Glu53 performs base catalysis to deprotonate the hydroxyl group, which allows the now nucleophilic oxygen from the nucleoside 5' hydroxyl group to attack the end of the phosphate chain (gamma phosphate) on the phosphoryl donor (e.g. ATP or UTP). This has deemed the "closed" conformation as the catalytically active conformation since it catalyzes the phosphoryl transfer between phosphoryl donors and receiving nucleosides. Similarly, "open" conformation is generally referred to as the catalytically inactive form since Glu53 is not in close proximity to nucleoside 5' hydroxyl group and will not catalyze the phosphoryl transfer.

== Regulation ==

One method of to regulate both catalytic activity and substrate specificity is a post-translational modification on Serine 74, a residue in the insert region on each of the individual dCK subunits. Although serine 74 is far from dCK's active site, phosphorylation of serine 74 (Ser74) on dCK causes a change in enzyme conformation and influences enzyme kinetics. More specifically, phosphorylation of Ser74 favors dCK to adopt its open (inactive) conformation and allow dCK to become more competent in binding and releasing nucleosides but restricts dCK from transferring phosphoryl groups. dCK's closed (active) conformation allows dCK to transfer phosphoryl groups, but not bind or release nucleosides. The "open" and "closed" states refer to the nucleoside binding site on dCK.

== Nucleotide biosynthesis ==

dCK is a key enzyme in the nucleoside salvage pathway (NSP). More specifically, this pathway recycles preformed nucleosides from degrading DNA molecules to synthesize dNTPs for the cell. The nucleoside salvage pathway can act as an alternative path to produce nucleotides (dNTP's) in case of de novo pathway downregulation. That is, the salvage pathway (and thus dCK) is upregulated when the de novo pathway is downregulated or inhibited in order to compensate for the loss in nucleotide production. Both the de novo pathway (DNP) and the nucleoside salvage pathway (NSP) are anabolic pathways that produce deoxyribonucleotide triphosphates (dNTP's) or nucleotides, the monomers that make up DNA.

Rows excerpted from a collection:
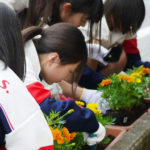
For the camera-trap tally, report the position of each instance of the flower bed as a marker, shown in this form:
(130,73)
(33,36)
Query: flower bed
(124,94)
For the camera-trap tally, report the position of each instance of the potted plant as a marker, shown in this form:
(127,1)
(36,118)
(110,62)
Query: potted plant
(63,139)
(124,93)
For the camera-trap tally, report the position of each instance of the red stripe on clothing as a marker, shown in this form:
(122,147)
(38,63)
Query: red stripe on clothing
(10,125)
(47,148)
(38,91)
(130,46)
(2,147)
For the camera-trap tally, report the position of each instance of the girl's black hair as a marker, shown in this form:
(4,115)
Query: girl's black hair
(11,44)
(63,38)
(94,8)
(49,11)
(126,15)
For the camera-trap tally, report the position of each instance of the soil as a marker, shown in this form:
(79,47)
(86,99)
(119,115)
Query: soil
(124,117)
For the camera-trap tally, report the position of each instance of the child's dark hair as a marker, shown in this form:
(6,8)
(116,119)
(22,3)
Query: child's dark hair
(127,15)
(11,44)
(49,11)
(63,38)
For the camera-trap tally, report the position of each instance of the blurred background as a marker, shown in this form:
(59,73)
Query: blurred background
(143,35)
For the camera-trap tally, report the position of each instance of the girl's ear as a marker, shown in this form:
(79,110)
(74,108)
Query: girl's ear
(53,58)
(67,7)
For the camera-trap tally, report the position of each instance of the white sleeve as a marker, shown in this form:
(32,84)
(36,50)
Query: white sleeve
(55,89)
(17,5)
(28,127)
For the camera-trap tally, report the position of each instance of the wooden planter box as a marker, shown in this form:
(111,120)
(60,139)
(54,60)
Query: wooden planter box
(116,132)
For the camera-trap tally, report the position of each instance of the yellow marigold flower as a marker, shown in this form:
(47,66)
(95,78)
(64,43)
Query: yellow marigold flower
(138,80)
(105,82)
(94,107)
(79,103)
(70,111)
(146,70)
(126,78)
(72,135)
(66,134)
(73,144)
(60,140)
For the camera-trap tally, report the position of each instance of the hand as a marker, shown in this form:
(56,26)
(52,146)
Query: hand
(99,136)
(94,96)
(114,54)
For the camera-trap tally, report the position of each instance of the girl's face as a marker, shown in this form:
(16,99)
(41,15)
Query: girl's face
(76,19)
(51,69)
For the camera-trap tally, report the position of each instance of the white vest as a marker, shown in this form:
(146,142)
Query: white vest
(30,130)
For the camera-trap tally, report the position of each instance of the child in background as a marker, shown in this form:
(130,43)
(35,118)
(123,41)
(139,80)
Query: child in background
(55,59)
(75,12)
(122,20)
(22,124)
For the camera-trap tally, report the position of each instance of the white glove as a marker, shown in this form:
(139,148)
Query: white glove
(55,89)
(97,52)
(94,96)
(99,136)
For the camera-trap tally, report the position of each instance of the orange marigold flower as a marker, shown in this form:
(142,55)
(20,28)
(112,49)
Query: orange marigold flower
(72,135)
(106,82)
(66,134)
(60,140)
(146,70)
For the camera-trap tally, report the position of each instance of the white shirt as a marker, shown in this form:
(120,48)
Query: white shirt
(29,129)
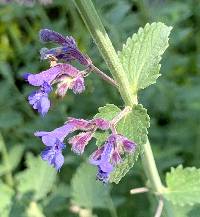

EXERCISE REQUIREMENTS:
1. In the passage on dCK, why is the "closed" conformation called the catalytically active one? Answer in one to three sentences.
2. Resume the passage on dCK, picking up right after its final sentence.
The rows have no connection to the passage on dCK.

LIST OF ANSWERS:
1. In the closed conformation, Glu53 acts as a base to deprotonate the nucleoside's 5' hydroxyl group. The now nucleophilic oxygen can then attack the gamma phosphate of a donor such as ATP or UTP. Because this conformation catalyzes that phosphoryl transfer, it is considered the active form.

2.
== Therapeutic implications ==

Deficiency of dCK is associated with resistance to antiviral and anticancer chemotherapeutic agents. Conversely, increased deoxycytidine kinase activity is associated with increased activation of these agents to cytotoxic nucleoside triphosphate derivatives. dCK is clinically important because of its relationship to drug resistance and sensitivity. Manipulating dCK's enzymatic activity has been shown to have a strong correlation in sensitizing cells to the effects of other drugs (e.g. RNR inhibitors, gemcitabine) or treatments (e.g. ionizing radiation) and so more combination therapies are currently been studied to reduce biological resistance mechanisms and drug tolerance in patients.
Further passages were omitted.